▶ WHAT THE EXERCISE ASKS:
Extend the text below about the Moria refugee camp on Lesbos, picking up right after its last sentence.

The municipality of Moria, with around 1,000 local residents, is itself surviving in this never-ending disaster. Mytilene, the capital of Lesbos, is about 10 kilometers away. The buses are full to overflowing with migrants, shuttling them back and forth as possibilities allow, while others have to make the journey on foot. The island (with 90,000 inhabitants) can no longer ignore—for better or for worse—those who are “invisible,” including the approximately 1,500 hosted at the Kara Tepe reception facility, set up and managed by the Municipality of Lesvos.

For the 20,000 “guests” at Moria, the immediate future looks even worse than the present. A few days ago, a revolt broke out inside the camp on the island of Samos, which was hosting 8,000 people, mostly Africans, in a facility with a capacity of just 650. The authorities’ intention to “decongest” the camps means transfers (perhaps even to Lesbos), deportations to barracks set up as detention centers, or even the outright expulsion of refugees. Lest we forget, “returning” them to Erdogan was already a solution envisaged by the European Union with the shameful agreement it signed with Turkey in 2016.

And it gets worse: from January, the new Greek law will also take effect. At the office of the Lesvos Legal Center, people are extremely worried about the wholesale curtailment of the rights of refugees, volunteers and NGOs. In Moria, we see unequivocal signals of what is to come. The police are demanding papers from journalists and photographers. Instead of the white insignia of NGO volunteers, we see security personnel set up in positions overlooking the main road. The Greek military is reinforcing its presence, and the Turkish “tourists” present at the scene are drawing up more and more detailed reports for Ankara.

(Stored items from a collection)
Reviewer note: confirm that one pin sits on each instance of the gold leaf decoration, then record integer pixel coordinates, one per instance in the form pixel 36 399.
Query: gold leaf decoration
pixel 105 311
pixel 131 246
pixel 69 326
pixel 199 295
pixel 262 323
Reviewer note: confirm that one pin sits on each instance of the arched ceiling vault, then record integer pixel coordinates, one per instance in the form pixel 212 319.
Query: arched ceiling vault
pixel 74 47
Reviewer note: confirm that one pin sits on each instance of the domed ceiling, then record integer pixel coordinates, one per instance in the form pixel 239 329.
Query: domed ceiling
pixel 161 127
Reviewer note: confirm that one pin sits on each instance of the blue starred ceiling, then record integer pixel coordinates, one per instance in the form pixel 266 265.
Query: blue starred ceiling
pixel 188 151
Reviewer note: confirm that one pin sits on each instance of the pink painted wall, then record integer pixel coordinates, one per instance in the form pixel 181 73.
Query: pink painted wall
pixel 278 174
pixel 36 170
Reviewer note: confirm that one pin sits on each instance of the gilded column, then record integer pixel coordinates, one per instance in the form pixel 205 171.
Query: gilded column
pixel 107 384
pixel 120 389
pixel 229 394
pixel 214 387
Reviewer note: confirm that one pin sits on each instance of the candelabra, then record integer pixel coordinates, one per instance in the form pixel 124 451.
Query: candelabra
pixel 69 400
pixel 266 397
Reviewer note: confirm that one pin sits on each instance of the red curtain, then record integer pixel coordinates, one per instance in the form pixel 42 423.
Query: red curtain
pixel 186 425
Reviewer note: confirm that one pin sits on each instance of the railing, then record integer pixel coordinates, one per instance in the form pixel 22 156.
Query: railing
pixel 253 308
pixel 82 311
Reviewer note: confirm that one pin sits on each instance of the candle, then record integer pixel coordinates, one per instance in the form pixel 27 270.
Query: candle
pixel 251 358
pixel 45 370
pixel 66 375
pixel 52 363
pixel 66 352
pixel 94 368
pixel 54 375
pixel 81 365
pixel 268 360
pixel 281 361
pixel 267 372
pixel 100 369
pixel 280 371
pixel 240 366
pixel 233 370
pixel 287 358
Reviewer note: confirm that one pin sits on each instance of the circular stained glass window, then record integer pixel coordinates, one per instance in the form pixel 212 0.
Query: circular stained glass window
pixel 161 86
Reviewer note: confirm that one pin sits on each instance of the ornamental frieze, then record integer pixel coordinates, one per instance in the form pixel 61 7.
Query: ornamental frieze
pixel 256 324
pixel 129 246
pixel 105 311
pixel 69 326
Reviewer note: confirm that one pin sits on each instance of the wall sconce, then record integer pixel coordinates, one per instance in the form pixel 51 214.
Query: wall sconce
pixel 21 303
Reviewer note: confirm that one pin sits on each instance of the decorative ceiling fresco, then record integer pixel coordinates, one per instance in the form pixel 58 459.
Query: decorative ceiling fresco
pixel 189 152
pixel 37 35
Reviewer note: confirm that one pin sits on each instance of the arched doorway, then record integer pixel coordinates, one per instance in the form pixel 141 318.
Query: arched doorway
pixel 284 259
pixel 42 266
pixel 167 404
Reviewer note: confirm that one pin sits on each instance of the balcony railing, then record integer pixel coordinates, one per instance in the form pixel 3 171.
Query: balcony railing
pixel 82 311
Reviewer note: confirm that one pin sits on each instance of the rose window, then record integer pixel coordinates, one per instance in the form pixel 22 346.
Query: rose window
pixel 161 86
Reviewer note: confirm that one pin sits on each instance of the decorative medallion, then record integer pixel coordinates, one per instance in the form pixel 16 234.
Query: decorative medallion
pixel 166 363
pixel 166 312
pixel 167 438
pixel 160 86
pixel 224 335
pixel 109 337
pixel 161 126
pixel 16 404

▶ RESULT:
Since Dec. 10, Salam Kamal Aldeen has been in prison: a Danish citizen and the founder of Team Humanity, an NGO that has been working since 2015 to rescue refugees who land and offer safe spaces for women and children. Aldeen had already been sentenced to 10 years in prison (along with three Spanish firefighters) for assisting refugees, and was finally acquitted in 2018. Now, he stands accused of representing “a danger to public safety,” as the authorities aim to deport him from Greece. “Being imprisoned for being a relief worker in a European country is one of the most insane things I have heard,” said Team Humanity President Helle Blak.

But injustice reigns supreme in the fields of Moria. A Kurdish man smokes in front of the container that has been his home for two years, while his wife and daughter are on another island. An elderly Palestinian woman from Gaza has resigned to suffering in Europe under the same conditions as the occupation of her homeland. A little Syrian boy dearly wishes he was not afraid of the dark, while the women at the camp hardly ever dare to walk around alone. A despondent Somali man shows everyone the open-air garbage dumps, while people are crossing the small river (with or without shoes), each carrying a six-pack of water bottles in hand. The Afghans can be recognized by their Dari dialect of Farsi, but sometimes they demonstrate a more elevated English than one could even imagine: they are quick to learn the language of survival.

Despite everything, there is no lack of opportunities for real encounters. The Mosaik Center, opened by the activists of Lesvos Solidarity, churns out bags, artisanal objects and artistic creations at its workshop, where people make crafts out of the life vests the migrants wore during the crossing. The Center also manages the Pikpa Camp, a busy self-organized reception center for volunteers and refugees.

The Nan is a restaurant with a staff of local volunteers and migrants. The Hope Project, a British organization, offers its headquarters as a “warehouse” where hundreds of people can find clothing and basic necessities every day. It also turns its space into an art workshop, where refugees are painting the story of their experiences on canvas. Other NGOs, large and small, are offering, at least in part, the things that the institutional management of the camp is unable to ensure: medical assistance, psychological help, legal assistance and schooling for minors.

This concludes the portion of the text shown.